DOCUMENT TEXT
- - -
Francis Charles Hastings Russell, 9th Duke of Bedford KG (16 October 1819 – 14 January 1891) was an English politician and agriculturalist.

Life

Known as Hastings, the 9th Duke was born in Curzon Street, London, the son of Major-General Lord George William Russell and Lady William Russell, and the grandson of John Russell, 6th Duke of Bedford. He was commissioned into the Scots Fusilier Guards in 1838, retiring in 1844. He was Liberal Member of Parliament for Bedfordshire from 1847 until 1872, when he succeeded to the dukedom on the death of his cousin William Russell, 8th Duke of Bedford, and took his place in the House of Lords. In 1886, he broke with the party leadership of William Ewart Gladstone over the First Irish Home Rule Bill and became a Unionist.

He took an active interest in agriculture and experimentation on his Woburn Abbey estate and was President of the Royal Agricultural Society in 1880. On 1 December 1880, he was made a Knight of the Garter. From 1884 until his death he was Lord Lieutenant of Huntingdonshire.
- - -
STATED TASK A
Which people other than the 9th Duke himself are named in the passage on the 9th Duke of Bedford? List every one.
STATED TASK B
Can you reproduce everything in the passage on the 9th Duke of Bedford from "Known as Hastings, the" down to "Lieutenant of Huntingdonshire.", word for word?

INFORMATION SUPPLIED
- - -
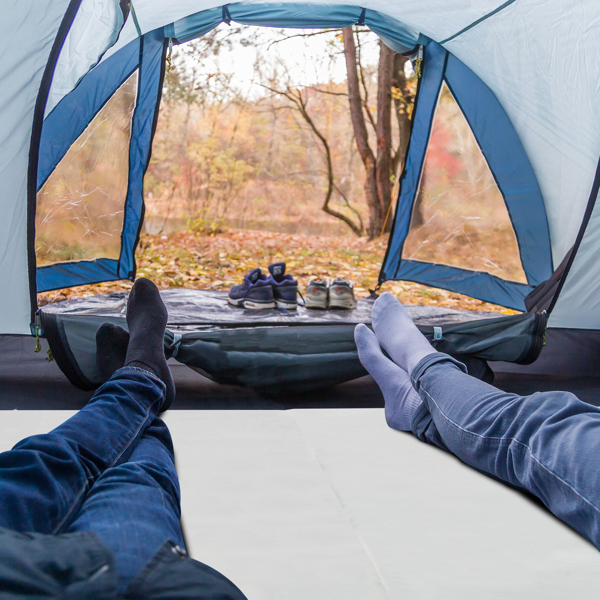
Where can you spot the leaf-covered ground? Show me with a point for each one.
(185, 259)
- - -
WRITTEN ANSWER A
- Major-General Lord George William Russell
- Lady William Russell
- John Russell, 6th Duke of Bedford
- William Russell, 8th Duke of Bedford
- William Ewart Gladstone

WRITTEN ANSWER B
Known as Hastings, the 9th Duke was born in Curzon Street, London, the son of Major-General Lord George William Russell and Lady William Russell, and the grandson of John Russell, 6th Duke of Bedford. He was commissioned into the Scots Fusilier Guards in 1838, retiring in 1844. He was Liberal Member of Parliament for Bedfordshire from 1847 until 1872, when he succeeded to the dukedom on the death of his cousin William Russell, 8th Duke of Bedford, and took his place in the House of Lords. In 1886, he broke with the party leadership of William Ewart Gladstone over the First Irish Home Rule Bill and became a Unionist.

He took an active interest in agriculture and experimentation on his Woburn Abbey estate and was President of the Royal Agricultural Society in 1880. On 1 December 1880, he was made a Knight of the Garter. From 1884 until his death he was Lord Lieutenant of Huntingdonshire.